Would you repeat each line below precisely as it stands?

★ ★ ★

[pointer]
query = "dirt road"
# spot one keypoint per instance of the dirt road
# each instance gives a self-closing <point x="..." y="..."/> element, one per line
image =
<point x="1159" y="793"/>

★ ★ ★

• _Completed task_
[pointer]
query = "dirt road"
# spot one keypoint per instance of the dirt road
# each instance gives a self-closing <point x="..." y="..."/> element, one per line
image =
<point x="1159" y="793"/>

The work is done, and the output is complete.